Source records =
──────

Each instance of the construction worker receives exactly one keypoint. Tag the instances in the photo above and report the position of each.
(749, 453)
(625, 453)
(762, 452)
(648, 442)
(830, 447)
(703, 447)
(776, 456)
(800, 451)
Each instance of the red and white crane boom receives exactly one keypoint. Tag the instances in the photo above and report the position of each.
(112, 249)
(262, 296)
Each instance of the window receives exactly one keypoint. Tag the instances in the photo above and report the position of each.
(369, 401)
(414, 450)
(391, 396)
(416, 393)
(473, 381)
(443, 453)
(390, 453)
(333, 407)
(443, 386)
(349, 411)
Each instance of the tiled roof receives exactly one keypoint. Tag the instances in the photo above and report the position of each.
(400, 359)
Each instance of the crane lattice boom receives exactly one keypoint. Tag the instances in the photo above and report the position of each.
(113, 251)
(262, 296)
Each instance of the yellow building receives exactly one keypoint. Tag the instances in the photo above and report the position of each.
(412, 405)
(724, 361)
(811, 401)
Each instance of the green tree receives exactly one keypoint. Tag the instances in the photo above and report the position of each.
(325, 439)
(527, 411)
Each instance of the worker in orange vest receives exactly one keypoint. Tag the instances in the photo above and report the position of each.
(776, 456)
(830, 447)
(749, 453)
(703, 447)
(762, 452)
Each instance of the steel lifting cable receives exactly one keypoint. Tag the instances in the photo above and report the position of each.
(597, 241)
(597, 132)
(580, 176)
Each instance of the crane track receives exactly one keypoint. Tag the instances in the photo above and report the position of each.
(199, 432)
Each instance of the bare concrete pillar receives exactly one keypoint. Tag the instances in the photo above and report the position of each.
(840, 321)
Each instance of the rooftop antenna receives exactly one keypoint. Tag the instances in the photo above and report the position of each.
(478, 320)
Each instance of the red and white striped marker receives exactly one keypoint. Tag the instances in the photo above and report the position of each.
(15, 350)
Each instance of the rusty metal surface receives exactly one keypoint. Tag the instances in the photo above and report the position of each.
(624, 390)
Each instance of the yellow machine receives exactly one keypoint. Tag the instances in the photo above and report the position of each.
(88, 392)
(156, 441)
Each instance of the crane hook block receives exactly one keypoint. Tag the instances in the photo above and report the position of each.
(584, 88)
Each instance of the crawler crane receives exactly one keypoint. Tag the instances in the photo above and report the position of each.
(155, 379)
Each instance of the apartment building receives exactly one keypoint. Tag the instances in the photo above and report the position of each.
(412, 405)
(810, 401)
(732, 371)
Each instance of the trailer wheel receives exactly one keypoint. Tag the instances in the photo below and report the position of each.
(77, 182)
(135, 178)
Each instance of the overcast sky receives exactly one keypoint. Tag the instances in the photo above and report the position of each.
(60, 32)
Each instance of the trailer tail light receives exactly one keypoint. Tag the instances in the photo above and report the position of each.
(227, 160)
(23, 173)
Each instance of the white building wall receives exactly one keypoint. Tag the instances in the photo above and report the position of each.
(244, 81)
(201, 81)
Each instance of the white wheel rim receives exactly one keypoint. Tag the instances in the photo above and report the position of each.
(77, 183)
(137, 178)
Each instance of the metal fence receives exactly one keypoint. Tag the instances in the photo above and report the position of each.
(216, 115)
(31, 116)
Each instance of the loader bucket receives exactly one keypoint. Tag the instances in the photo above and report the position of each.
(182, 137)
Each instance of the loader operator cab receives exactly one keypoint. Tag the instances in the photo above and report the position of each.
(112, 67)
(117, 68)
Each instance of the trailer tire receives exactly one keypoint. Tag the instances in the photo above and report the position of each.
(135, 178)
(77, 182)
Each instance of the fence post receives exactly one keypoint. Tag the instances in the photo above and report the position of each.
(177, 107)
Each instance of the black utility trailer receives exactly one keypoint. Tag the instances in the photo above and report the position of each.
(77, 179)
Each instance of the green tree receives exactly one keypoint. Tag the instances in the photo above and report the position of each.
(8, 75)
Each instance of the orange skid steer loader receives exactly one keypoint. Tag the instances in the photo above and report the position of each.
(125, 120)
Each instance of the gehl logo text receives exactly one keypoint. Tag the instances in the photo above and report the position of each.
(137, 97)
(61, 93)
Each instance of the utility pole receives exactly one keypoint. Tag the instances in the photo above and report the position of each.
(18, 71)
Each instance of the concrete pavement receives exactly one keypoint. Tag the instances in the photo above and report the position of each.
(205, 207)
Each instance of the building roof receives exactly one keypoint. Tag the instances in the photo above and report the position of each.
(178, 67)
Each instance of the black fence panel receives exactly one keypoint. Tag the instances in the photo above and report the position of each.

──────

Work to be completed = Repeat all entries. Match them exactly.

Correct result =
Each instance of the construction worker receives exactly one keypoint. Tag the instances in the photo above and report the position of each.
(749, 453)
(625, 453)
(762, 452)
(648, 442)
(830, 447)
(703, 447)
(776, 456)
(800, 451)
Each instance of the red and white crane boom receives exactly one keypoint. Tag the instances in the photo above and report the position of each.
(112, 249)
(262, 296)
Each instance of the window receives exactly one keypoint. Tag the instances in the photo above and report the position of each.
(369, 401)
(414, 450)
(391, 396)
(416, 393)
(473, 381)
(443, 453)
(390, 453)
(333, 407)
(443, 386)
(349, 411)
Each instance of the tiled roof receives exactly one keypoint. Tag the instances in the photo above and report the position of each.
(400, 359)
Each instance of the crane lattice boom receives exactly one keypoint. Tag the instances in the photo above and report the position of each.
(113, 251)
(262, 296)
Each instance of the yellow building receives exactly one keypoint. Tag the instances in the photo above and report the position of each.
(412, 405)
(724, 361)
(811, 401)
Each instance of the green tree receives exactly one keypoint. Tag the instances in the photo above and report the position of each.
(325, 439)
(527, 411)
Each instance of the worker in orange vest receives exactly one keypoint. Tag the instances in the photo above and report the position of each.
(776, 456)
(830, 447)
(749, 453)
(703, 447)
(762, 452)
Each instance of the steel lifting cable receives exactly one keypoint. Tag the instances in the photo above and report the position of each.
(597, 241)
(597, 132)
(580, 176)
Each instance of the crane track receives exactly one keypoint. Tag the instances in the photo above and report the position of each.
(199, 432)
Each instance of the bare concrete pillar receives exactly one keypoint. Tag the instances in the photo above and report the position of each.
(840, 321)
Each instance of the rooftop antenna receives exactly one keypoint. Tag the instances in the photo above and report the position of each.
(478, 320)
Each instance of the red and white striped marker receives exactly one keypoint. Tag the instances in the photo above and report the position of each.
(15, 350)
Each instance of the rusty metal surface receives exactly one keypoint. Tag the instances in the photo above and report the position of each.
(624, 390)
Each instance of the yellow machine receives exactly one keypoint. Tag the instances in the photo above and report the position of each.
(88, 392)
(156, 441)
Each instance of the crane hook block receives exactly one keypoint. Tag the instances in the photo above and report the position of each.
(584, 88)
Each instance of the crawler crane receives exactly one keypoint. Tag the instances in the photo above and report the position of each.
(155, 379)
Each instance of the apartment building receives exactly one keypoint. Tag the instances in the photo above and report the position of each.
(412, 405)
(810, 401)
(732, 371)
Each instance of the trailer wheel receives exactly one keypoint. Tag the instances in the photo below and report the position of each.
(77, 182)
(135, 178)
Each instance of the overcast sky receives exactly one keypoint. Tag the instances in the photo above and report the position of each.
(60, 32)
Each instance of the trailer tail light receives exactly one keypoint. Tag the instances in the photo above and report the position of each.
(227, 160)
(23, 173)
Each instance of the white building wall receives exactly one keypoint. Tag the instances in the photo above and report the position of each.
(244, 81)
(201, 81)
Each instance of the white wheel rim receives exactly one keypoint. Tag the instances in the photo above and report the position of each.
(77, 183)
(137, 178)
Each instance of the metal fence receives exactly one keypoint. Tag the instances in the photo above and report the position of each.
(216, 115)
(31, 116)
Each instance of the loader bucket receives exactly one keypoint. Tag the instances in the photo above and report the position of each.
(182, 137)
Each instance of the loader operator cab receives exactly one keypoint. Tag the instances in the photo above and report the position of each.
(112, 67)
(117, 68)
Each instance of the trailer tire receives exactly one keypoint. Tag the instances in the photo above and report the position of each.
(135, 178)
(77, 182)
Each instance of the fence post receives exactly one keypoint. Tag the instances in the photo above and report the position of each.
(177, 107)
Each instance of the black utility trailer receives exactly one keypoint. Tag the instances in the photo above and report the position of each.
(77, 179)
Each instance of the green tree receives exactly one keypoint. Tag the instances in the photo above and report the position of each.
(8, 75)
Each instance of the orange skid steer loader receives exactly one keypoint. Tag the instances in the photo above and report the position of each.
(125, 120)
Each instance of the gehl logo text receives exactly one keypoint. Tag the instances in the photo above and report the position of each.
(137, 97)
(61, 93)
Each instance of the utility pole receives exactly one keypoint. Tag the instances in the photo above and report the position of each.
(18, 71)
Each instance of the concrete pavement receives exactly one keypoint. Tag the instances in the photo above and report the position of each.
(205, 207)
Each instance of the building roof receives exactly one keypoint. Tag the instances in the photo above and report the position of each.
(178, 67)
Each instance of the black fence panel receives exactly one keypoint. Tag the instances in the photo above and report the position of each.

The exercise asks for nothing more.